## WORK INSTRUCTIONS
• A. Retype the section of the passage on funeral rites that begins with the words containing "3. Twelve hours" and ends with "means—with the Fersendajians.".
• B. From the records, put the lines from the one containing "Mark the region of each instance of the motorcycle" through the one containing "POLYGON ((16 169, 14" into a numbered list, leaving out blank lines.

## DOCUMENT SECTION
>> start

But as regards the rites observed after the funeral of the corpse, we find no more than this—a repetition of the injunction given in the Book of Abad (Desatir), “An Athravan . . . shall say aloud these fiend-smiting words:—Yathâ ahû vairyô—the riches of Vohu-manô (paradise; vohu-mano or Good Thought being the doorkeeper of heaven—see Farg. XXX, 31)—shall be given to him who works in this world for Mazda and wields agreeably to the will of Ahura the power he gave to him to relieve the poor (Farg. VIII, v. 19-49).
Thus while abrogating the Fersendajian usage of burning the dead among the devotees of Mah-Abad, Zerdusht the 13th (of the Persian prophets), who introduces many improvements and reforms, commands yet no other rites than charity.
1. The punishment, even if true, would not be so dreadful after all in this our age of enlightenment, when social equality and education is levelling all the castes.
2. Most assuredly the threat does not come from an initiated Rishi.
3. Twelve hours at least had to elapse between the death of the person and the burning or the destruction by any other means of the corpse of the dead. This old law was equally forgotten by the Brahmins as by the Zoroastrians. It was not the act of burning that was forbidden, but the burning before the corpse was empty, viz. before the inner principles had had time to get entirely liberated. As the aqua fortis was thought possessed of an occult property to that effect, hence the preliminary burning of the flesh by this means—with the Fersendajians.

>> end

## MATERIAL
>> start

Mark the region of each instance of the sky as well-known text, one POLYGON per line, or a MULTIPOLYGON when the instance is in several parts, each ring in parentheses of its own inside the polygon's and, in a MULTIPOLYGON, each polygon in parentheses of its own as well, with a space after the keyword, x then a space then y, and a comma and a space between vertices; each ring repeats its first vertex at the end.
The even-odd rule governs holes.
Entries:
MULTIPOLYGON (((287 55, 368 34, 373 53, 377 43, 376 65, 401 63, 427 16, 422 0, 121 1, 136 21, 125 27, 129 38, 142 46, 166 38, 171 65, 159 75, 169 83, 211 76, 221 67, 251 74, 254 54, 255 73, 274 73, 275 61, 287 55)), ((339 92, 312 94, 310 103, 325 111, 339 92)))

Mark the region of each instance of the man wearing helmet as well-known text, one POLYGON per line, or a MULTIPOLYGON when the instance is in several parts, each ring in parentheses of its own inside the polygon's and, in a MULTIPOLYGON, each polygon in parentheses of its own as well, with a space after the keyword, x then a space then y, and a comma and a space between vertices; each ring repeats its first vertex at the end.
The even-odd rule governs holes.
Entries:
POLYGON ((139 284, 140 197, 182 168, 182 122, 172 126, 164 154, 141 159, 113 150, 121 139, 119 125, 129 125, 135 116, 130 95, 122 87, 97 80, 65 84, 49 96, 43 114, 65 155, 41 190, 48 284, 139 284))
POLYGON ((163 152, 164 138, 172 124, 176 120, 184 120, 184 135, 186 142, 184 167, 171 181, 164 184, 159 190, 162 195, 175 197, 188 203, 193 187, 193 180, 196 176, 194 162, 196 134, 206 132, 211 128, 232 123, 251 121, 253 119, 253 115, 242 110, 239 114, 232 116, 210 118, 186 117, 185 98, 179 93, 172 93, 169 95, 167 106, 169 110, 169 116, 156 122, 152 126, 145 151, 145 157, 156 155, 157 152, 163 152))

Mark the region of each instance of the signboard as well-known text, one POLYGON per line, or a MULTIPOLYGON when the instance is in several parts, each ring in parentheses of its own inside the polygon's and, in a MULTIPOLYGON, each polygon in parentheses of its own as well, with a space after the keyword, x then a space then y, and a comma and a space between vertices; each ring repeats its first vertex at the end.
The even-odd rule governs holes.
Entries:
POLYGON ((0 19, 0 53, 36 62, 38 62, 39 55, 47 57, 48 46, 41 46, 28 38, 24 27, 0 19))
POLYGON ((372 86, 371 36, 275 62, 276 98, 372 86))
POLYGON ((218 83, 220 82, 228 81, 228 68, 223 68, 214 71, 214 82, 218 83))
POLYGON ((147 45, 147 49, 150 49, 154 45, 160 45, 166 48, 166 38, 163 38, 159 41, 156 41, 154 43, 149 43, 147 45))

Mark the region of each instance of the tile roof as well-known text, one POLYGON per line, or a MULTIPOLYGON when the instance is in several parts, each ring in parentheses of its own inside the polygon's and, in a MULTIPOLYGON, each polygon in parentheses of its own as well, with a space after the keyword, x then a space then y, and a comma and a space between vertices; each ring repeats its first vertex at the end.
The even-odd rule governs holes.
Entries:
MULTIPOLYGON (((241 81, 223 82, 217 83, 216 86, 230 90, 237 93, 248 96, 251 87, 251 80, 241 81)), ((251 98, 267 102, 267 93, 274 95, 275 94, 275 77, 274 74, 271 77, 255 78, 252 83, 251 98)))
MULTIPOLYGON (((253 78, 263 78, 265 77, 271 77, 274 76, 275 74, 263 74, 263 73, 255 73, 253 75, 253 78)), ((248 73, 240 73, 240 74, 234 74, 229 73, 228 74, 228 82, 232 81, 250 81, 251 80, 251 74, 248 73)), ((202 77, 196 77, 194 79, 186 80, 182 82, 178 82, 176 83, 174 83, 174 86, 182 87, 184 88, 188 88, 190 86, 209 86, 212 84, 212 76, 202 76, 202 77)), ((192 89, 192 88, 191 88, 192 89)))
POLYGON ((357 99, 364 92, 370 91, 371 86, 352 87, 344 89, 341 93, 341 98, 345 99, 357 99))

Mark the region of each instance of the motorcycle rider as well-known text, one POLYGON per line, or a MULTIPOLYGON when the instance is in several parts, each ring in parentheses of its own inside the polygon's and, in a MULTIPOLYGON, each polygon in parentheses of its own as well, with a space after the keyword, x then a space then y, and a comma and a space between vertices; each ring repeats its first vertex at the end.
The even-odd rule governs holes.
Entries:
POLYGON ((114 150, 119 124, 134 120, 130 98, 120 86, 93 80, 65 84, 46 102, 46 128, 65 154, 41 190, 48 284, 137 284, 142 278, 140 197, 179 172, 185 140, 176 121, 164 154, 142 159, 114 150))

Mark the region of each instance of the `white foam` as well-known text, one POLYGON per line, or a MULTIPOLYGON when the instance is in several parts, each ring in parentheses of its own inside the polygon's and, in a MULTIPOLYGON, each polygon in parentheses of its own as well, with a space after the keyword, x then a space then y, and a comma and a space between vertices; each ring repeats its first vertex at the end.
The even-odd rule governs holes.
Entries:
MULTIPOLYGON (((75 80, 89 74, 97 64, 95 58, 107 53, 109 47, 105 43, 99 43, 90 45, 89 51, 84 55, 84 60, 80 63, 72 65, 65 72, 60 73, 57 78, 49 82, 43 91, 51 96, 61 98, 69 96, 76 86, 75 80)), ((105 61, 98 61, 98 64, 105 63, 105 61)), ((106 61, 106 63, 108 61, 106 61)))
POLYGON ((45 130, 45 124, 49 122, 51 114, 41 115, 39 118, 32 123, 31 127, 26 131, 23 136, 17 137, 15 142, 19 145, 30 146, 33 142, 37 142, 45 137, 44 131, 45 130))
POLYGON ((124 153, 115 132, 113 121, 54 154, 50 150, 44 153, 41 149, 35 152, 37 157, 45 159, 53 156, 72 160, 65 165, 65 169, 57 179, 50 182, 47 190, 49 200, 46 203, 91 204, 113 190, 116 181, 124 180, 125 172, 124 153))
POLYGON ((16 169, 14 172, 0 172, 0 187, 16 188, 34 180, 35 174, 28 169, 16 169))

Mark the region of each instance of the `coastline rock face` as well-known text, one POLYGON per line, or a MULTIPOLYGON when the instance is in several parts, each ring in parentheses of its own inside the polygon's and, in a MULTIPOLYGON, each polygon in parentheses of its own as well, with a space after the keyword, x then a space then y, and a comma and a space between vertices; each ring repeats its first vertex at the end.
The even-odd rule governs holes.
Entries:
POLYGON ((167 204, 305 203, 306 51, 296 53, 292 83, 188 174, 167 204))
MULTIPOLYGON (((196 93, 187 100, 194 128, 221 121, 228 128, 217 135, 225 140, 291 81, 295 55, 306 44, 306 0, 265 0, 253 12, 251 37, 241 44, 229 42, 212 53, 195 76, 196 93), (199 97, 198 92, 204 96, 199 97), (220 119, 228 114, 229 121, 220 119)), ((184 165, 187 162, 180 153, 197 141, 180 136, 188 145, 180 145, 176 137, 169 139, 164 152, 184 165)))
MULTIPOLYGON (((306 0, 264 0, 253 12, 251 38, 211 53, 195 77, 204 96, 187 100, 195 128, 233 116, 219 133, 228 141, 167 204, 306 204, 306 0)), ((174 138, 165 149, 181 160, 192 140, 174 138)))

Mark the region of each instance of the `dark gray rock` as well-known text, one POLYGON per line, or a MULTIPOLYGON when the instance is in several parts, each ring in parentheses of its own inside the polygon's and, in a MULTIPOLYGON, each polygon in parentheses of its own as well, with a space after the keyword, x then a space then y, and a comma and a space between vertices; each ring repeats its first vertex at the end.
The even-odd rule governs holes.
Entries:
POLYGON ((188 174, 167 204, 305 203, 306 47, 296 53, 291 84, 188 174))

>> end

## ANSWERS PROVIDED
• A.
3. Twelve hours at least had to elapse between the death of the person and the burning or the destruction by any other means of the corpse of the dead. This old law was equally forgotten by the Brahmins as by the Zoroastrians. It was not the act of burning that was forbidden, but the burning before the corpse was empty, viz. before the inner principles had had time to get entirely liberated. As the aqua fortis was thought possessed of an occult property to that effect, hence the preliminary burning of the flesh by this means—with the Fersendajians.

• B.
1. Mark the region of each instance of the motorcycle rider as well-known text, one POLYGON per line, or a MULTIPOLYGON when the instance is in several parts, each ring in parentheses of its own inside the polygon's and, in a MULTIPOLYGON, each polygon in parentheses of its own as well, with a space after the keyword, x then a space then y, and a comma and a space between vertices; each ring repeats its first vertex at the end.
2. The even-odd rule governs holes.
3. Entries:
4. POLYGON ((114 150, 119 124, 134 120, 130 98, 120 86, 93 80, 65 84, 46 102, 46 128, 65 154, 41 190, 48 284, 137 284, 142 278, 140 197, 179 172, 185 140, 176 121, 164 154, 142 159, 114 150))
5. Mark the region of each instance of the `white foam` as well-known text, one POLYGON per line, or a MULTIPOLYGON when the instance is in several parts, each ring in parentheses of its own inside the polygon's and, in a MULTIPOLYGON, each polygon in parentheses of its own as well, with a space after the keyword, x then a space then y, and a comma and a space between vertices; each ring repeats its first vertex at the end.
6. The even-odd rule governs holes.
7. Entries:
8. MULTIPOLYGON (((75 80, 89 74, 97 64, 95 58, 107 53, 109 47, 105 43, 99 43, 90 45, 89 51, 84 55, 84 60, 80 63, 72 65, 65 72, 60 73, 57 78, 49 82, 43 91, 51 96, 61 98, 69 96, 76 86, 75 80)), ((105 61, 98 61, 98 64, 105 63, 105 61)), ((106 61, 106 63, 108 61, 106 61)))
9. POLYGON ((45 130, 45 124, 49 122, 51 114, 41 115, 39 118, 32 123, 31 127, 26 131, 23 136, 17 137, 15 142, 19 145, 30 146, 33 142, 37 142, 45 137, 44 131, 45 130))
10. POLYGON ((124 153, 115 132, 113 121, 54 154, 50 150, 44 153, 41 149, 35 152, 37 157, 45 159, 53 156, 72 160, 65 165, 65 169, 57 179, 50 182, 47 190, 49 200, 46 203, 91 204, 113 190, 116 181, 124 180, 125 172, 124 153))
11. POLYGON ((16 169, 14 172, 0 172, 0 187, 16 188, 34 180, 35 174, 28 169, 16 169))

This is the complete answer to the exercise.